Can Someone Transfer Property Prior to Entering Nursing Home and Still Get Full Medicaid Coverage?
There are three circumstances in which persons who qualify for Medicaidcoverage for nursing home care can transfer their own house to a family member without incurring any penalty from Medicaid, and without giving Medicaid any right to reimbursement from the house.
General rules: Ordinarily, an unmarried (single, divorced, or widowed) person entering a nursing home may keep his or her own house without the value of the property disqualifying the person from full Medicaid coverage of the nursing home costs. However, in that situation, Medicaid would be entitled to a lien against the house equal to the total amount Medicaid spends on nursing home care over the lifetime of the home owner. Medicaid can then collect on that lien when the nursing home resident dies.
If, on the other hand, the person entering the nursing home has given the house away to family members (or anyone else) within five years of applying for Medicaid nursing home coverage, Medicaid would have no right to reimbursement from the house. However, Medicaid transfer rules could mean a delay of months or years before Medicaid would begin paying for the nursing home.

### GIVEN INFORMATION

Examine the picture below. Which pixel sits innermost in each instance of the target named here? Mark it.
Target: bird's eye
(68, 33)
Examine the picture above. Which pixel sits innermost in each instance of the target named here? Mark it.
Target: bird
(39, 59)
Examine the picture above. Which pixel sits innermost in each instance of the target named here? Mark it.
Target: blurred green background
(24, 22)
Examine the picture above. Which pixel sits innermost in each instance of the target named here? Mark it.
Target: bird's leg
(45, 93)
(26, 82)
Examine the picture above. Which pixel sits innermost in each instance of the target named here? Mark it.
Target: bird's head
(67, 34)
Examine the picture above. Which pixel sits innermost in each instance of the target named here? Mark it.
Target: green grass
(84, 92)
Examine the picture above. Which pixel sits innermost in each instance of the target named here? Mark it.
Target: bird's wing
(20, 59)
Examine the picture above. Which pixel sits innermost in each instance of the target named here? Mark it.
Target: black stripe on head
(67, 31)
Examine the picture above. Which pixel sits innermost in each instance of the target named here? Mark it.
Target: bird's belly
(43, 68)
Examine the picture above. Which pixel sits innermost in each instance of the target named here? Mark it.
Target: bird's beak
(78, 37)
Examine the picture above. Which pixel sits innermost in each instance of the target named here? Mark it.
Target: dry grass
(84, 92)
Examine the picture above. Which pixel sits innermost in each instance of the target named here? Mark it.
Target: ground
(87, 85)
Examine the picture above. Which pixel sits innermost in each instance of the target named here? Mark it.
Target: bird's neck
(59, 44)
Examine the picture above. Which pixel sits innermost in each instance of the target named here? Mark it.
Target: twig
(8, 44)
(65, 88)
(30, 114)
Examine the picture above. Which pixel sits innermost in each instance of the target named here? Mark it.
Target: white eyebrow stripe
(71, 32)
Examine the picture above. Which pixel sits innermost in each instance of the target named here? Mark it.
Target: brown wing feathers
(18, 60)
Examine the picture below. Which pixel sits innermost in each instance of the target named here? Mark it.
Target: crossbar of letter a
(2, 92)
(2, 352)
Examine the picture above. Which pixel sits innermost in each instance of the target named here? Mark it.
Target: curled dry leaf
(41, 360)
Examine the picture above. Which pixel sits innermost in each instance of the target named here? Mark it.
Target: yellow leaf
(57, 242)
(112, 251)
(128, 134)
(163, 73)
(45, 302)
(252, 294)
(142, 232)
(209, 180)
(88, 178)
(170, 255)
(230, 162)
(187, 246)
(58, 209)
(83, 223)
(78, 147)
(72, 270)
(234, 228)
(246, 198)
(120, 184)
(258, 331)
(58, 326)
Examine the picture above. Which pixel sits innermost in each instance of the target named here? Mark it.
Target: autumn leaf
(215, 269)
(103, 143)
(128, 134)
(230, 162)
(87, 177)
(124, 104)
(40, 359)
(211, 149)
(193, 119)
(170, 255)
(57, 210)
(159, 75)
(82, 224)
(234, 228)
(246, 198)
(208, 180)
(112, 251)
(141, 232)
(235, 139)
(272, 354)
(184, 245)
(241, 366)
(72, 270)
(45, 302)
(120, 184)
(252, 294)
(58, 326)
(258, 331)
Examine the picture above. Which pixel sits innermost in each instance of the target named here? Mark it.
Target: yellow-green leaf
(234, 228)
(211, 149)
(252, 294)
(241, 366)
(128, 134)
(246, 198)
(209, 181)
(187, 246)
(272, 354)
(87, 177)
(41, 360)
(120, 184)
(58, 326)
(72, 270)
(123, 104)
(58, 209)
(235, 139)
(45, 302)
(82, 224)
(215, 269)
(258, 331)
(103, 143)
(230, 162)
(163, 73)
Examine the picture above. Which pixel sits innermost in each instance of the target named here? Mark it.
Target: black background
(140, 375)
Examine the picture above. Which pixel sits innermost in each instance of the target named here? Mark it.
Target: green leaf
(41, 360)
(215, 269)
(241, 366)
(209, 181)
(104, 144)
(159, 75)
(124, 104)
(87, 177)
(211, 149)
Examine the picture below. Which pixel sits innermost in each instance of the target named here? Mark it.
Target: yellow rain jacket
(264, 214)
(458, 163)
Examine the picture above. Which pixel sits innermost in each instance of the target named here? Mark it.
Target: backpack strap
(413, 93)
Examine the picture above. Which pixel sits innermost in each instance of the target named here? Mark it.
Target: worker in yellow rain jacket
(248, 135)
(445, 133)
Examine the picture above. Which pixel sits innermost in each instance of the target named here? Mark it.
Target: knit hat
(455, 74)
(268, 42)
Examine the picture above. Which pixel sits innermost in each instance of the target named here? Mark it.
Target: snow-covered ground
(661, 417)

### QUESTIONS ON THE MATERIAL
**1.** List the kinds of unmarried person named in parentheses in the Medicaid nursing home text.
**2.** Reproduce the part of the Medicaid nursing home text from "Can Someone Transfer" up to and including "home resident dies.".

### RESULTS
**1.** single, divorced, widowed

**2.**
Can Someone Transfer Property Prior to Entering Nursing Home and Still Get Full Medicaid Coverage?
There are three circumstances in which persons who qualify for Medicaidcoverage for nursing home care can transfer their own house to a family member without incurring any penalty from Medicaid, and without giving Medicaid any right to reimbursement from the house.
General rules: Ordinarily, an unmarried (single, divorced, or widowed) person entering a nursing home may keep his or her own house without the value of the property disqualifying the person from full Medicaid coverage of the nursing home costs. However, in that situation, Medicaid would be entitled to a lien against the house equal to the total amount Medicaid spends on nursing home care over the lifetime of the home owner. Medicaid can then collect on that lien when the nursing home resident dies.